▶ Excerpt:
Situated Cognition Part 1: Communities of Practice Flashcards
Situated Cognition: Context
One of the Contextual Theories (the “cognitions”):
- Situated Cognition: Knowledge is situated within authentic activity, context, and culture
- Distributed Cognition: Knowledge is distributed across objects, individuals, artifacts, and tools
- Embodied Cognition: All aspects of cognition are shaped by the body
Situated Cognition in Action: Weight Watchers
Dieters are asked to prepare their lunch and fix a servicing of cottage cheese that is 3/4 of the 2/3 allowed
Situated Cognition: Context (continued)
- Deeply rooted/grounded in Vygotskian constructivism
- Cognition originates from internalizing external interactions
- External activity occurs internally -> learning
- Interpersonal processes transform into internal processes
- Cognition is (at least in part) determined by cultural norms
- Assumptions:
- Learning cannot be considered separately from prior experiences
- All mental activity is grounded in external activity
- Cognition originates from internalizing external interactions
Learning in Situated Cognition
- All learning is situated
- Takes place and needs to be understood within a context
- Context provides structure and meaning
- Learning is participation
- It happens through adoption of the behaviors and belief systems of social groups
- Learning is a tangible skill set
- Not just something that’s happening “inside the head” but actions and goal-directed activities within cultural contexts
Learning in Situated Cognition: Examples
- Learning vocabulary in everyday interaction is much more effective than giving vocab words to memorize
- Second language learning: Difficult in a classroom or a textbook, but easier to immerse oneself in a group where the language is primarily spoken
- Learning how to drive: You learn a lot of driving etiquette from just being a passenger
- Etiquette for elevator behavior is learned from participating in the situation
- The teacher arranges for students to visit a local justice of the peace office, talk with the justice of peace, and observe a justice of the peace session
Key Concepts in Situated Cognition
- Authentic Activities:
- Situations that mirror meaningful contexts are authentic activities
- They use real practices and strategies you would encounter
- Authentic activities develop the most relevant skills for learning
- But it’s difficult to apply abstract knowledge in context
Situated Cognition in Action
- Assessing Brazilian street vendors’ math skills:
- Average accuracy at market stalls: 98% (Authentic Activity)

▶ Dataset records:
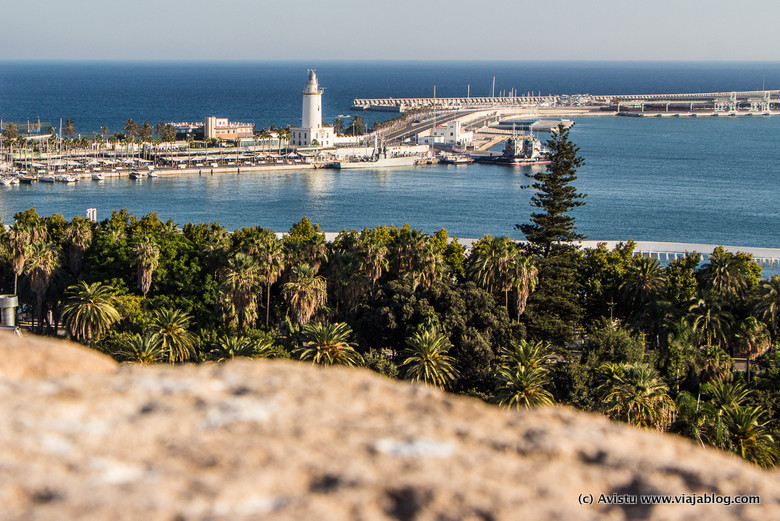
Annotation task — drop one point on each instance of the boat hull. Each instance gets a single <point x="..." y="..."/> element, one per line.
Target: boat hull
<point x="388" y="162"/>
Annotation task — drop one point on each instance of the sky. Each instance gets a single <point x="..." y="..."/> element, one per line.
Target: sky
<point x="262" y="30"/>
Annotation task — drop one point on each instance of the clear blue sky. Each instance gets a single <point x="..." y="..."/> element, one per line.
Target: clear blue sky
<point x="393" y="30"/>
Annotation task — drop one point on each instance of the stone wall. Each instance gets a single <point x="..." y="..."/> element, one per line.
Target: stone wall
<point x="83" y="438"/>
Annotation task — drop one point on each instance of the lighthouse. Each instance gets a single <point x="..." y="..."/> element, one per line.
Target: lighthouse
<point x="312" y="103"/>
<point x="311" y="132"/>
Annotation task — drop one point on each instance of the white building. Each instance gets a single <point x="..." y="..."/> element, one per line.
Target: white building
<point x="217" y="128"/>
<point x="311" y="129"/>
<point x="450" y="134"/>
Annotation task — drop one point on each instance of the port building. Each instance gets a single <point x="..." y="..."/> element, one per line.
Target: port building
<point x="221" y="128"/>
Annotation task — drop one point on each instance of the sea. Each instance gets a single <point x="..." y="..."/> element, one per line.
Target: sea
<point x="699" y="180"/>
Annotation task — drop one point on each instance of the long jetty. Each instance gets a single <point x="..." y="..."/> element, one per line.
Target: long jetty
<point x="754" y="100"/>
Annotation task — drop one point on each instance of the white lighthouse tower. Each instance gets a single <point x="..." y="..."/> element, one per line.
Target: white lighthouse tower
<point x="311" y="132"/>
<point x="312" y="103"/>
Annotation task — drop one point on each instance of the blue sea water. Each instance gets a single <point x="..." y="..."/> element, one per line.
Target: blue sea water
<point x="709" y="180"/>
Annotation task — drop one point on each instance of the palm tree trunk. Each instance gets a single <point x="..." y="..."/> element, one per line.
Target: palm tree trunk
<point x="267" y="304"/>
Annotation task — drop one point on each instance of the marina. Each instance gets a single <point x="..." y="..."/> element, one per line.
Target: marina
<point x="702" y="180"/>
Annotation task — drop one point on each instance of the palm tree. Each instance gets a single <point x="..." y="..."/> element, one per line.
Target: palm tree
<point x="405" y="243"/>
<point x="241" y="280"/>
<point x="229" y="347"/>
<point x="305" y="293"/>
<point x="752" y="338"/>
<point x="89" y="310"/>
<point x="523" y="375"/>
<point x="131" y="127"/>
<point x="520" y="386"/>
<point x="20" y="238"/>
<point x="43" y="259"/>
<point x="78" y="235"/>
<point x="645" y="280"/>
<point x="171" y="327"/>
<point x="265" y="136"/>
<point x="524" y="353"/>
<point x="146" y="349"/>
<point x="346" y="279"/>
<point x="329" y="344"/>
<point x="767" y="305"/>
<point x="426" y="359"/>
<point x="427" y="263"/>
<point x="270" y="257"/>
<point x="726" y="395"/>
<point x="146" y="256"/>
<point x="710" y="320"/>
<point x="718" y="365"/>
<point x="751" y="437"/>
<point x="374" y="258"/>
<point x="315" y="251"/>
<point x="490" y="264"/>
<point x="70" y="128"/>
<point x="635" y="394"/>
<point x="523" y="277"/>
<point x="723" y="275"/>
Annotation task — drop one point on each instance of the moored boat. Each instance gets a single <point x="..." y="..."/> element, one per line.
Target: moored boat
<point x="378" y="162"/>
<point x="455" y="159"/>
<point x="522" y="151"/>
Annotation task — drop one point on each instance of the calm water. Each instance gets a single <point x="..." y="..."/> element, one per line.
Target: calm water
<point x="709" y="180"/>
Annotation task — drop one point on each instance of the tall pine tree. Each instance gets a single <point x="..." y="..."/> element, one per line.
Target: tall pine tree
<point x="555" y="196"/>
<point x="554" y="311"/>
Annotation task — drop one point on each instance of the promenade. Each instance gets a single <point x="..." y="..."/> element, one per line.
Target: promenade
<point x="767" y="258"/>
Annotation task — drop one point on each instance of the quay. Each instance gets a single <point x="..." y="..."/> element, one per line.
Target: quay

▶ Directives:
• A. Translate this sentence from the situated cognition flashcards into Spanish: "Context provides structure and meaning."
• B. Which cognitions do the situated cognition flashcards list as contextual theories?

▶ Task answers:
• A. El contexto proporciona estructura y significado.

• B. Situated Cognition, Distributed Cognition, Embodied Cognition